Stored items:
......
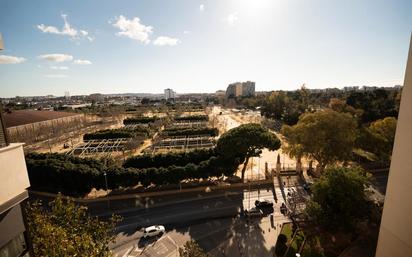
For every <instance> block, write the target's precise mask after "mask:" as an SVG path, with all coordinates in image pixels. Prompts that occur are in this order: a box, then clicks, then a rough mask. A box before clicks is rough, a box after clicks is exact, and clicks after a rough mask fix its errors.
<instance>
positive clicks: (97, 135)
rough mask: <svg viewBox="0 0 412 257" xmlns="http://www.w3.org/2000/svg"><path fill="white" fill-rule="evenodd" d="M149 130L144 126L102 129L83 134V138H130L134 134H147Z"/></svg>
mask: <svg viewBox="0 0 412 257" xmlns="http://www.w3.org/2000/svg"><path fill="white" fill-rule="evenodd" d="M149 132H150V130H149V129H148V128H144V127H138V128H135V129H133V130H131V129H124V128H120V129H104V130H99V131H96V132H93V133H87V134H85V135H84V136H83V140H93V139H114V138H132V137H135V136H147V135H148V134H149Z"/></svg>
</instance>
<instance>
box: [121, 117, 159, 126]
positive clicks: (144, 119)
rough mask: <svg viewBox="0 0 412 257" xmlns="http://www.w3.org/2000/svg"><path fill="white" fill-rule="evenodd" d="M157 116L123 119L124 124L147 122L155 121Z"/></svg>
mask: <svg viewBox="0 0 412 257" xmlns="http://www.w3.org/2000/svg"><path fill="white" fill-rule="evenodd" d="M157 119H158V118H157V117H135V118H127V119H124V120H123V124H124V125H129V124H147V123H152V122H155V121H156V120H157Z"/></svg>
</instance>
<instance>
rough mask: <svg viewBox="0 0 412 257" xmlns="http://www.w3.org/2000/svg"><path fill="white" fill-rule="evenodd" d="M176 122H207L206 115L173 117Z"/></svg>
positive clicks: (197, 115) (208, 117)
mask: <svg viewBox="0 0 412 257" xmlns="http://www.w3.org/2000/svg"><path fill="white" fill-rule="evenodd" d="M175 120H176V121H208V120H209V117H208V116H207V115H192V116H180V117H175Z"/></svg>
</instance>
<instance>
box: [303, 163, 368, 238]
mask: <svg viewBox="0 0 412 257" xmlns="http://www.w3.org/2000/svg"><path fill="white" fill-rule="evenodd" d="M367 179H368V178H367V176H366V175H365V172H364V171H363V170H362V169H361V168H358V167H352V168H343V167H336V166H335V167H331V168H328V169H326V170H325V172H324V174H323V175H322V176H321V178H320V179H319V180H318V181H317V182H316V183H315V184H314V185H313V186H312V198H311V200H310V201H309V202H308V204H307V207H306V213H307V215H308V216H309V218H312V219H314V220H315V222H316V223H318V224H319V225H321V226H324V227H325V228H326V229H329V230H338V229H346V230H350V229H351V228H353V226H354V225H356V223H357V221H360V220H362V219H363V218H365V217H366V216H367V213H368V210H369V209H368V207H370V202H369V200H368V197H367V194H366V191H365V186H366V184H367Z"/></svg>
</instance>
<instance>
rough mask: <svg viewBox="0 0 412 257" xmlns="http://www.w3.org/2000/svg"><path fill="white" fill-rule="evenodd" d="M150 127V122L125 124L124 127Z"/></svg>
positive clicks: (132, 129)
mask: <svg viewBox="0 0 412 257" xmlns="http://www.w3.org/2000/svg"><path fill="white" fill-rule="evenodd" d="M142 126H143V127H149V125H148V124H136V123H134V124H127V125H124V127H123V128H124V129H130V130H134V129H137V128H140V127H142Z"/></svg>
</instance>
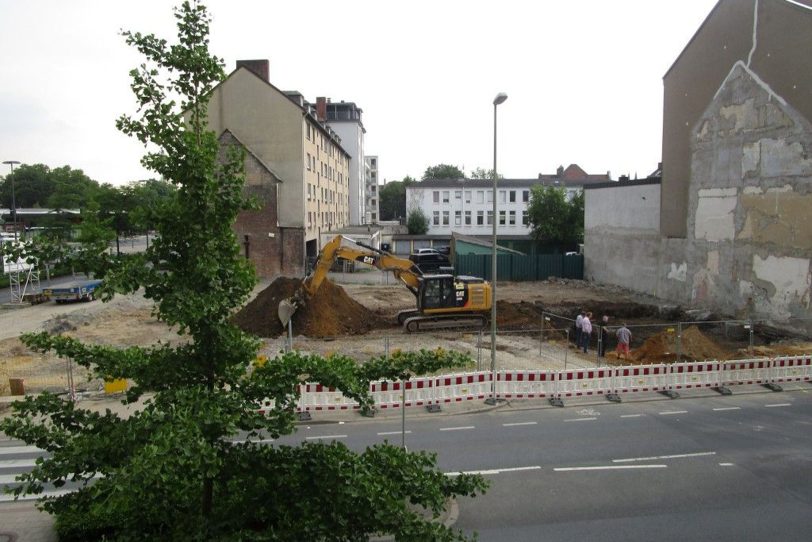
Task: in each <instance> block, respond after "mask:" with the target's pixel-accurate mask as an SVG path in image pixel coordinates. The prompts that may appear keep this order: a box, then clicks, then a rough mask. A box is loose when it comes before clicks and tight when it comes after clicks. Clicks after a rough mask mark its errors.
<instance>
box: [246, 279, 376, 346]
mask: <svg viewBox="0 0 812 542" xmlns="http://www.w3.org/2000/svg"><path fill="white" fill-rule="evenodd" d="M301 285H302V281H301V280H299V279H291V278H286V277H280V278H278V279H276V280H275V281H274V282H273V283H271V285H270V286H268V287H267V288H265V289H264V290H263V291H261V292H260V293H259V295H257V297H255V298H254V299H253V300H252V301H251V302H250V303H248V304H247V305H246V306H245V307H243V308H242V309H241V310H240V311H239V312H238V313H237V314H235V315H234V319H233V321H234V324H236V325H237V326H239V327H240V328H241V329H242V330H244V331H247V332H249V333H253V334H255V335H258V336H260V337H278V336H279V335H281V334H283V333H284V332H285V328H283V327H282V323H281V322H280V321H279V314H278V308H279V302H280V301H282V300H283V299H287V298H289V297H291V296H292V295H294V294H295V293H296V291H297V290H299V288H300V287H301ZM292 321H293V333H294V334H296V335H305V336H307V337H339V336H342V335H360V334H363V333H366V332H367V331H369V330H371V329H373V328H375V327H380V325H381V322H379V319H378V317H377V316H376V315H375V313H373V312H371V311H369V310H368V309H367V308H366V307H364V306H363V305H361V304H360V303H358V302H357V301H355V300H353V299H352V298H350V297H349V296H348V295H347V294H346V292H344V289H343V288H342V287H341V286H337V285H336V284H333V283H332V282H331V281H330V280H329V279H325V280H324V282H322V284H321V287H320V288H319V289H318V291H317V292H316V293H315V294H314V295H313V296H312V297H309V298H307V302H306V303H305V304H304V305H303V306H300V307H299V308H298V309H297V310H296V312H295V313H294V315H293V318H292Z"/></svg>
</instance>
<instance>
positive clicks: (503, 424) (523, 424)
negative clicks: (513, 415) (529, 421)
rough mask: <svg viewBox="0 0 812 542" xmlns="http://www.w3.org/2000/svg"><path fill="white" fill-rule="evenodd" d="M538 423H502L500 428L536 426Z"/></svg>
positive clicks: (521, 422) (529, 422)
mask: <svg viewBox="0 0 812 542" xmlns="http://www.w3.org/2000/svg"><path fill="white" fill-rule="evenodd" d="M538 423H539V422H513V423H503V424H502V426H504V427H517V426H519V425H538Z"/></svg>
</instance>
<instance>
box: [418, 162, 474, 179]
mask: <svg viewBox="0 0 812 542" xmlns="http://www.w3.org/2000/svg"><path fill="white" fill-rule="evenodd" d="M464 178H465V173H463V171H462V170H461V169H460V168H458V167H457V166H450V165H448V164H437V165H436V166H430V167H427V168H426V172H425V173H423V180H424V181H425V180H426V179H464Z"/></svg>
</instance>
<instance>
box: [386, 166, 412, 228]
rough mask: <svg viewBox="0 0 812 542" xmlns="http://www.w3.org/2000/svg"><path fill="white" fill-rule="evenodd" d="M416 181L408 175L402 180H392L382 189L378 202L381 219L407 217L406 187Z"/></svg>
mask: <svg viewBox="0 0 812 542" xmlns="http://www.w3.org/2000/svg"><path fill="white" fill-rule="evenodd" d="M414 182H416V181H415V180H414V179H413V178H411V177H409V176H408V175H407V176H406V177H404V178H403V180H402V181H390V182H388V183H386V184H385V185H383V187H381V190H380V200H379V202H378V205H379V208H380V213H381V220H400V219H402V218H405V217H406V189H407V188H408V187H409V185H410V184H412V183H414Z"/></svg>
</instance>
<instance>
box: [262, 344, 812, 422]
mask: <svg viewBox="0 0 812 542" xmlns="http://www.w3.org/2000/svg"><path fill="white" fill-rule="evenodd" d="M494 375H495V379H494V378H493V376H494ZM811 380H812V356H810V355H804V356H786V357H779V358H759V359H744V360H735V361H702V362H683V363H670V364H652V365H629V366H617V367H609V366H607V367H596V368H576V369H567V370H559V371H556V370H499V371H496V372H495V373H491V372H490V371H476V372H469V373H459V374H450V375H440V376H426V377H418V378H411V379H408V380H405V381H385V380H382V381H375V382H372V383H370V394H371V395H372V397H373V399H374V403H375V407H376V408H379V409H387V408H401V407H411V406H425V407H432V406H434V407H436V406H442V405H444V404H449V403H459V402H463V401H471V400H477V399H488V398H494V399H496V400H497V401H498V400H514V399H534V398H535V399H549V400H550V401H552V402H562V401H563V400H564V399H565V398H572V397H582V396H601V395H603V396H607V397H608V398H609V399H611V400H616V401H617V400H621V397H622V396H624V395H633V394H638V393H643V392H661V393H668V394H671V395H672V396H676V395H677V394H678V392H679V391H684V390H690V389H701V388H711V389H715V390H717V391H720V392H722V393H725V391H726V390H727V387H728V386H736V385H748V384H750V385H752V384H761V385H765V386H772V387H774V388H775V387H776V386H777V385H778V384H780V383H786V382H810V381H811ZM265 406H266V407H267V406H269V405H265ZM358 408H359V405H358V403H356V402H355V401H352V400H350V399H347V398H346V397H344V396H343V395H342V394H341V392H340V391H338V390H335V389H333V388H328V387H326V386H321V385H320V384H315V383H308V384H303V385H302V386H301V398H300V401H299V406H298V410H299V411H300V412H311V411H330V410H353V409H358Z"/></svg>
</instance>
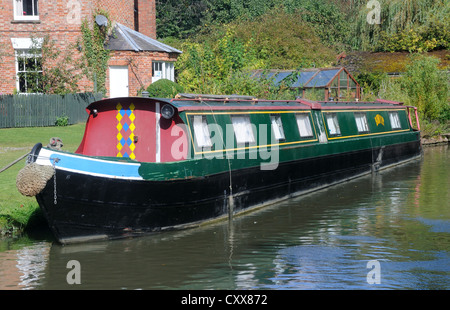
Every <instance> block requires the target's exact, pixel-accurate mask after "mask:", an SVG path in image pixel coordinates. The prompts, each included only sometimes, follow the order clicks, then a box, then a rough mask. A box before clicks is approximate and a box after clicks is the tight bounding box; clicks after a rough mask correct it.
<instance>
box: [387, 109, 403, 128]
mask: <svg viewBox="0 0 450 310" xmlns="http://www.w3.org/2000/svg"><path fill="white" fill-rule="evenodd" d="M389 120H390V121H391V128H392V129H400V128H402V125H401V124H400V119H399V117H398V112H389Z"/></svg>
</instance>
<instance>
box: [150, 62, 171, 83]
mask: <svg viewBox="0 0 450 310" xmlns="http://www.w3.org/2000/svg"><path fill="white" fill-rule="evenodd" d="M160 79H167V80H170V81H172V82H175V65H174V63H173V62H165V61H153V62H152V82H156V81H158V80H160Z"/></svg>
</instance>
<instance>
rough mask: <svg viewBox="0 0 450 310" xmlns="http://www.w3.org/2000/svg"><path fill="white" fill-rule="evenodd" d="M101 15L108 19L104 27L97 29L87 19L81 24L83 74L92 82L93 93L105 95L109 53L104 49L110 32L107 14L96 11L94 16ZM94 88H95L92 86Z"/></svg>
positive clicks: (99, 11) (101, 11) (108, 59)
mask: <svg viewBox="0 0 450 310" xmlns="http://www.w3.org/2000/svg"><path fill="white" fill-rule="evenodd" d="M98 14H101V15H103V16H105V17H106V18H107V19H108V25H107V26H106V27H99V26H98V25H97V24H94V25H89V22H88V20H87V19H85V20H84V21H83V23H82V24H81V33H82V41H81V42H80V45H81V46H82V47H83V52H84V53H83V62H84V65H83V73H84V74H85V75H86V76H87V77H88V78H89V79H90V80H91V81H93V82H94V85H96V87H97V89H96V90H95V89H94V91H96V92H101V93H106V72H107V69H108V60H109V58H110V52H109V50H107V49H106V48H105V41H106V39H107V36H108V33H109V32H110V30H111V27H112V25H111V22H110V21H109V20H110V19H109V14H108V12H106V11H98V12H96V13H95V14H94V15H98ZM94 87H95V86H94Z"/></svg>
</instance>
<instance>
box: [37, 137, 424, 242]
mask: <svg viewBox="0 0 450 310" xmlns="http://www.w3.org/2000/svg"><path fill="white" fill-rule="evenodd" d="M380 152H382V156H380ZM420 155H421V146H420V141H419V140H417V141H413V142H408V143H401V144H394V145H389V146H385V147H383V148H374V149H366V150H360V151H353V152H346V153H340V154H334V155H327V156H321V157H314V158H309V159H302V160H296V161H290V162H282V163H279V166H278V168H277V169H276V170H275V171H271V170H261V169H260V167H259V166H258V167H254V168H246V169H242V170H236V171H232V172H231V178H230V172H225V173H219V174H214V175H209V176H204V177H199V178H190V179H183V180H173V181H149V180H124V179H114V178H103V177H98V176H92V175H86V174H81V173H75V172H69V171H64V170H59V169H57V170H56V181H57V182H56V190H55V187H54V183H55V182H54V180H53V179H52V180H50V181H49V182H48V183H47V186H46V187H45V189H44V190H43V191H42V192H41V193H40V194H39V195H37V196H36V199H37V201H38V203H39V205H40V207H41V208H42V210H43V211H44V214H45V216H46V218H47V220H48V223H49V226H50V229H51V230H52V231H53V233H54V235H55V237H56V238H57V240H58V241H59V242H60V243H63V244H68V243H74V242H84V241H89V240H97V239H114V238H123V237H128V236H136V235H142V234H148V233H154V232H159V231H163V230H170V229H184V228H187V227H192V226H197V225H200V224H201V223H204V222H208V221H211V220H215V219H220V218H226V217H228V216H230V215H233V214H238V213H239V212H242V211H245V210H248V209H250V208H256V207H260V206H263V205H266V204H269V203H273V202H276V201H279V200H282V199H286V198H289V197H293V196H297V195H299V194H302V193H306V192H309V191H312V190H316V189H320V188H323V187H326V186H330V185H332V184H336V183H339V182H342V181H345V180H348V179H350V178H354V177H357V176H361V175H364V174H367V173H371V172H373V171H376V170H378V169H381V168H384V167H389V166H392V165H394V164H398V163H402V162H405V161H409V160H412V159H415V158H418V157H420ZM230 179H231V190H230ZM55 202H56V203H55Z"/></svg>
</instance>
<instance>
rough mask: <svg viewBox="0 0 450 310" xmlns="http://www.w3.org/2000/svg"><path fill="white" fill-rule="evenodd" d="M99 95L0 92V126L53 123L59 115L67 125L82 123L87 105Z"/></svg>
mask: <svg viewBox="0 0 450 310" xmlns="http://www.w3.org/2000/svg"><path fill="white" fill-rule="evenodd" d="M101 98H102V94H93V93H80V94H67V95H44V94H28V95H1V96H0V128H12V127H44V126H54V125H55V124H56V121H57V120H58V119H60V118H62V117H67V118H68V123H69V124H76V123H79V122H85V121H86V119H87V116H88V115H87V113H86V107H87V106H88V105H89V104H90V103H92V102H94V101H97V100H100V99H101Z"/></svg>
......
PROBLEM REQUIREMENTS:
What should be set down is every line from the opening of the records through the line that contains "positive clicks: (144, 119)", exactly, with pictures left out.

ANSWER:
For every <instance> block, write the target's precise mask after "mask:" as an SVG path, with all coordinates in image pixels. Prompts that occur are in this order: a box, then clicks, then a rough mask. A box before clicks is rough, a box after clicks is exact, and clicks after a rough mask fix its errors.
<instance>
positive clicks: (97, 135)
rough mask: <svg viewBox="0 0 412 257" xmlns="http://www.w3.org/2000/svg"><path fill="white" fill-rule="evenodd" d="M149 130L144 126L102 129L83 134V138H130L134 134H147Z"/></svg>
mask: <svg viewBox="0 0 412 257" xmlns="http://www.w3.org/2000/svg"><path fill="white" fill-rule="evenodd" d="M149 132H150V130H149V129H148V128H144V127H138V128H135V129H133V130H131V129H124V128H120V129H104V130H99V131H96V132H93V133H87V134H85V135H84V136H83V140H93V139H114V138H132V137H135V136H147V135H148V134H149Z"/></svg>
</instance>
<instance>
box: [121, 117, 159, 126]
positive clicks: (144, 119)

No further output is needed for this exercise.